-------- EXCERPTED PASSAGE --------
Tuesday, April 17, 2007

"E-mailGate": A Failed Policy, Process or System? (Or, something far more sinister?)

Citizens for Responsibility and Ethics in Washington (CREW) has alleged that many e-mail messages pertaining to the recent firings of U.S. attorneys currently under investigation and sent by top White House officials, have gone missing.

CREW Executive Director, Melanie Sloan says that senior officials used e-mail accounts on the Republican National Committee (RNC) system which automatically deleted messages every 30 days, thereby resulting in as many as 5 million missing e-mails.

White House spokesperson, Dana Perino said that 22 aides in the political arm of the Presidents office used their RNC accounts in order to properly keep political correspondence off the White House system. But, she also admitted that the White House "screwed up" by not ensuring that these messages were saved. Perino did not challenge the scope of the loss. "I wouldn't rule out that there were a potential 5 million e-mails lost," she told reporters.
-------- INFORMATION SUPPLIED --------
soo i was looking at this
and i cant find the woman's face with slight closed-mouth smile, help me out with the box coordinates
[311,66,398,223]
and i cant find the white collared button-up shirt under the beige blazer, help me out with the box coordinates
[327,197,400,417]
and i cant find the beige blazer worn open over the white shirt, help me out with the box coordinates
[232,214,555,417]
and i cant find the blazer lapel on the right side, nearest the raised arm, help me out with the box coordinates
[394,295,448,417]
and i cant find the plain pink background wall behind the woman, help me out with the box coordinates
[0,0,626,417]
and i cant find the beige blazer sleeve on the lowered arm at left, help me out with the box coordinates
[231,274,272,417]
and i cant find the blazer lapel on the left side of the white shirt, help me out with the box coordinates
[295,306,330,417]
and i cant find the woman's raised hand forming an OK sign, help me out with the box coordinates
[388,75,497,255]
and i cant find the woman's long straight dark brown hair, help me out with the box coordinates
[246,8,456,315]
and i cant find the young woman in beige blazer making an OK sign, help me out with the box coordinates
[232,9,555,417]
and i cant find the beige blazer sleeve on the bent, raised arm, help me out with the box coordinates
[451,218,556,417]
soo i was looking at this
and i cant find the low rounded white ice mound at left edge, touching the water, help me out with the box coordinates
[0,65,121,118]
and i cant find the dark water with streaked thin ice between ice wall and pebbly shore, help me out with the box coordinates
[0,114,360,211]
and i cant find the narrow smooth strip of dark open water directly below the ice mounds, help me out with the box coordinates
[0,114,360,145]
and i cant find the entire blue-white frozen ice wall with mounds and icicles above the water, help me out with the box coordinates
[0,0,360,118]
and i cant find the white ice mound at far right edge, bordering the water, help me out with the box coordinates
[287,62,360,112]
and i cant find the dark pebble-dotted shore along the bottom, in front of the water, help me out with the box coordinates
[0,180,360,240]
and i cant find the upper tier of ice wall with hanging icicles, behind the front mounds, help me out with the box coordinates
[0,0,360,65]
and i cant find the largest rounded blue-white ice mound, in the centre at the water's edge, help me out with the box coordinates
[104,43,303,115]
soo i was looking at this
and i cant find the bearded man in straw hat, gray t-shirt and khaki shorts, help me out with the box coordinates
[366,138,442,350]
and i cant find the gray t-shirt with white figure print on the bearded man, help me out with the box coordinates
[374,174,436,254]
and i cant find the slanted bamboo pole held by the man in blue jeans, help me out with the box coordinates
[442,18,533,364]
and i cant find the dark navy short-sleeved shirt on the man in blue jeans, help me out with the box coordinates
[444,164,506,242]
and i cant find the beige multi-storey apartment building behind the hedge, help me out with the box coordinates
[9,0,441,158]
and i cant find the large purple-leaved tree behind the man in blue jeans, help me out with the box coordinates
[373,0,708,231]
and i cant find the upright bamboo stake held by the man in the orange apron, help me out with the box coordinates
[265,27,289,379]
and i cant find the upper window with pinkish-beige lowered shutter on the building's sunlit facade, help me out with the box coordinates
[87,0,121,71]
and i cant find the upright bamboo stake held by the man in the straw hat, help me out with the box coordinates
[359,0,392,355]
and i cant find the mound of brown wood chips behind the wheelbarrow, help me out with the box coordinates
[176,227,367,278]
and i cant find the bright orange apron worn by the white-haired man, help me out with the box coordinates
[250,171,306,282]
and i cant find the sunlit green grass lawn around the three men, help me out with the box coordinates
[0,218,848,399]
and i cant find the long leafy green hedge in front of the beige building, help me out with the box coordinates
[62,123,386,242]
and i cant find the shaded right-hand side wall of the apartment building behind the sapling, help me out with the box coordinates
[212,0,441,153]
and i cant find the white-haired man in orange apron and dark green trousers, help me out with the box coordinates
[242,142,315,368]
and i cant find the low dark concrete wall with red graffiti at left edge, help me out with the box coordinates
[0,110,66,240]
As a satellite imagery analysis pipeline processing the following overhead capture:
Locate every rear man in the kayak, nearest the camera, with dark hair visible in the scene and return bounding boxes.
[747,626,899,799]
--------
-------- INFORMATION SUPPLIED --------
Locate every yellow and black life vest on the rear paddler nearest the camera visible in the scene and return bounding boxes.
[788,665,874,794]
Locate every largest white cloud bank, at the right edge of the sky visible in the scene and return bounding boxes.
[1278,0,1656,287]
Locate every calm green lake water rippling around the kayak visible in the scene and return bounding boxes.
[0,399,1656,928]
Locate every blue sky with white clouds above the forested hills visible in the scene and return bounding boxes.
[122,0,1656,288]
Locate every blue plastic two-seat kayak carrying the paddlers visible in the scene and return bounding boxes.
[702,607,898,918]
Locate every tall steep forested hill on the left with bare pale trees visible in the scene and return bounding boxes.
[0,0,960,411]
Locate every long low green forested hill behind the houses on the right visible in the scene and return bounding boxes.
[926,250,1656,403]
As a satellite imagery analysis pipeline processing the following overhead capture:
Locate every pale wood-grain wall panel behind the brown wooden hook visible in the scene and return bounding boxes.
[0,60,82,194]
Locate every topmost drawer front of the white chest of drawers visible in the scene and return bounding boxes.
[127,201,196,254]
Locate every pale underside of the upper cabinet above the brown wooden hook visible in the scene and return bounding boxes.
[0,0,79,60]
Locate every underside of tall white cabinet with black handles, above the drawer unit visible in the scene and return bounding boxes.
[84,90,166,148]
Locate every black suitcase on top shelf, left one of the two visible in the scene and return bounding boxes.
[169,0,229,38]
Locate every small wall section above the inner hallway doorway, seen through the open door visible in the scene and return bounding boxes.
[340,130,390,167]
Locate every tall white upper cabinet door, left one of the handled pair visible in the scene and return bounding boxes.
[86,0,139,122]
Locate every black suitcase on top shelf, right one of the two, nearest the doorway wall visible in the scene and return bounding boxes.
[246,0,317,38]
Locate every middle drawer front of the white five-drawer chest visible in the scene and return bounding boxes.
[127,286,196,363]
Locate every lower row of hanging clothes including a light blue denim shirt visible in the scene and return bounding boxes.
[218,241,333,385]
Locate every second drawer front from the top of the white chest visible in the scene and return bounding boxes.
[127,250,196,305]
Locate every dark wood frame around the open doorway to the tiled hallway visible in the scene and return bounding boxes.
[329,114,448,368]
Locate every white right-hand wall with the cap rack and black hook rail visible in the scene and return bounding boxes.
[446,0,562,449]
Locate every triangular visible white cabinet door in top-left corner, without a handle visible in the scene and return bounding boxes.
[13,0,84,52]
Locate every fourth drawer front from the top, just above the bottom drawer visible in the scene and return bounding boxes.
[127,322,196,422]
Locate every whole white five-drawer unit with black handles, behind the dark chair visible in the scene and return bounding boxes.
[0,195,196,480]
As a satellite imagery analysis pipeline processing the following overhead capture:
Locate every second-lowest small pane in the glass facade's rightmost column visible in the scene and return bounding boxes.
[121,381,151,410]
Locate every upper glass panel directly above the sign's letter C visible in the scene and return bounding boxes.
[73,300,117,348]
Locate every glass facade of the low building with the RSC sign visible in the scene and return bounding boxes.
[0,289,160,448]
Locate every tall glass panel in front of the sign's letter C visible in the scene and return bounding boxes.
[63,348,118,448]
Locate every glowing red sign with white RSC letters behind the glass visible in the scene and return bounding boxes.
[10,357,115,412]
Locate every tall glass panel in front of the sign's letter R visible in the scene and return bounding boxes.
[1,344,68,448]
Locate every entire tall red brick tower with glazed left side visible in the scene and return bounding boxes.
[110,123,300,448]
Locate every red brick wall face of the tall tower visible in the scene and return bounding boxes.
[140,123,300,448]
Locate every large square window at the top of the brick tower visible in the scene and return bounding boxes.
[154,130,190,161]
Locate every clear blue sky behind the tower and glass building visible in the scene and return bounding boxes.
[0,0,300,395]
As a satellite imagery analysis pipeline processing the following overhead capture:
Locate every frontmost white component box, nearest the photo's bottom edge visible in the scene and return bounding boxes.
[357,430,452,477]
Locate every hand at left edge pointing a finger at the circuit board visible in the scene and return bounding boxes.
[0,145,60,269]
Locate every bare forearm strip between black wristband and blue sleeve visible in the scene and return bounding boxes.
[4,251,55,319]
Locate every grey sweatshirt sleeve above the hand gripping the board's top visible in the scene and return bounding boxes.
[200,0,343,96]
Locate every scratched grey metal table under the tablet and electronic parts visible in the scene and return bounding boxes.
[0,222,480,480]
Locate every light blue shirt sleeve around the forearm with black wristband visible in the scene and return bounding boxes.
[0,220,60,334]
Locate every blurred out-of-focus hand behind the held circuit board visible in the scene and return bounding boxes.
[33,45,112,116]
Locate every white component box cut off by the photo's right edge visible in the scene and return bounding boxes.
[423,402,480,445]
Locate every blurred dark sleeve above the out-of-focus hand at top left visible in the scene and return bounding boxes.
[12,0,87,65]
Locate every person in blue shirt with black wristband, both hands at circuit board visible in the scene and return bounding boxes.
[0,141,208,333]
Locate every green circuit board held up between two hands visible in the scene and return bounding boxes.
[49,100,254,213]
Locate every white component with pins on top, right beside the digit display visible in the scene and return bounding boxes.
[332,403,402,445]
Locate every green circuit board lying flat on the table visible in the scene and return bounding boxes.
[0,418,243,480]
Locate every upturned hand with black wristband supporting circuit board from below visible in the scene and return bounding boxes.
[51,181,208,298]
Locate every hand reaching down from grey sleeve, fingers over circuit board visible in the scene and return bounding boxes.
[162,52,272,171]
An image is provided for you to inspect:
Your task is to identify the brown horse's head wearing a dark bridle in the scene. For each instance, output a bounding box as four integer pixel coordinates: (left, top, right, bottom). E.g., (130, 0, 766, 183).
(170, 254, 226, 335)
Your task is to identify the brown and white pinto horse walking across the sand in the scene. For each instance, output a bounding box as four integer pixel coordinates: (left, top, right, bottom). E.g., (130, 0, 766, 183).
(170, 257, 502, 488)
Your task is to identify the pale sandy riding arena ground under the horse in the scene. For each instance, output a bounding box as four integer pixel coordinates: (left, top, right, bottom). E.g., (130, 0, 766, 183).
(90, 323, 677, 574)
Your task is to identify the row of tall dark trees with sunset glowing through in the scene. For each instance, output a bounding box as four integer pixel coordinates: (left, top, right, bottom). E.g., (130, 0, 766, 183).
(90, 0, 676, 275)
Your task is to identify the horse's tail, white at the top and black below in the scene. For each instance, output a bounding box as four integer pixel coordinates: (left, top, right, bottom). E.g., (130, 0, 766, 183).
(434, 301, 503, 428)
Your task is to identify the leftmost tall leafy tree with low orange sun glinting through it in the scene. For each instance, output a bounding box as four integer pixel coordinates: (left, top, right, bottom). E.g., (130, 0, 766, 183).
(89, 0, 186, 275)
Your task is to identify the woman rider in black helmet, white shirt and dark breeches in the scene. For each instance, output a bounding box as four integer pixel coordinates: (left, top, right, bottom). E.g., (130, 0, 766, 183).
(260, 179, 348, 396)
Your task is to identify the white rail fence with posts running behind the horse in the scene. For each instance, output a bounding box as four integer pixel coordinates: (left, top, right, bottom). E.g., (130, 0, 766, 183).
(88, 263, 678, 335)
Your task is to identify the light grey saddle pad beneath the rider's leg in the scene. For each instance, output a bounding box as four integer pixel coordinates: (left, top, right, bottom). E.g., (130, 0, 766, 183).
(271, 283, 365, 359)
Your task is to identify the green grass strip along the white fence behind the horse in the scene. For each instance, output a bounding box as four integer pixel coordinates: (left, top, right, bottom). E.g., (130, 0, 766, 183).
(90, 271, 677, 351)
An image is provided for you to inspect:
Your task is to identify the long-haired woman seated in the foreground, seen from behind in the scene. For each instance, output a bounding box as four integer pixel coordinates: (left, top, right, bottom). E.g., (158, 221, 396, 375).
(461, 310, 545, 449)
--------
- _THINGS TO DO_:
A) In the post about the missing White House e-mails, how often did the RNC e-mail system automatically delete messages?
B) Pick up the post about the missing White House e-mails after its final sentence and continue it.

- _RESPONSES_:
A) Every 30 days.

B)
Record keeping in the White House, as with most government organizations, is governed by explicit laws. The Presidential Records Act (PRA) for example, enacted in 1998 following Watergate, requires that the President preserve all presidential records. CREW claims that deliberately sending e-mail messages pertaining to the U.S. attorney investigation through the RNC e-mail system is a violation of PRA.

The White House on the other hand claims it was following the Hatch Act of 1939 which prohibits White House staff from using White House resources (in this case, e-mail) for political purposes. CREW however claims that correspondence pertaining to the presidential appointments for U.S. attorney positions are not political in nature and therefore should fall under PRA.

Back in 1993, the Clinton Administration Policy, in a memo to all White House staffers from Staff Secretary John Podesta, stated clearly that all records, including e-mails, were to be retained, and that external e-mail networks were prohibited because records could not be saved. The Bush Administration has not made its record-keeping policy public.

CREW further claims that the White House was aware of the lost e-mails back in 2005 and abandonned any plans to recover the missing e-mails. CREW also claims that the Bush Administration willfully dismantled the e-mail archiving system put in place during the Clinton Administration and has not replaced it. According to CREW, e-mail servers are being backed up, but without an archiving process"this system does not have adequate safeguards in place to ensure that stored messages are not modified or deleted".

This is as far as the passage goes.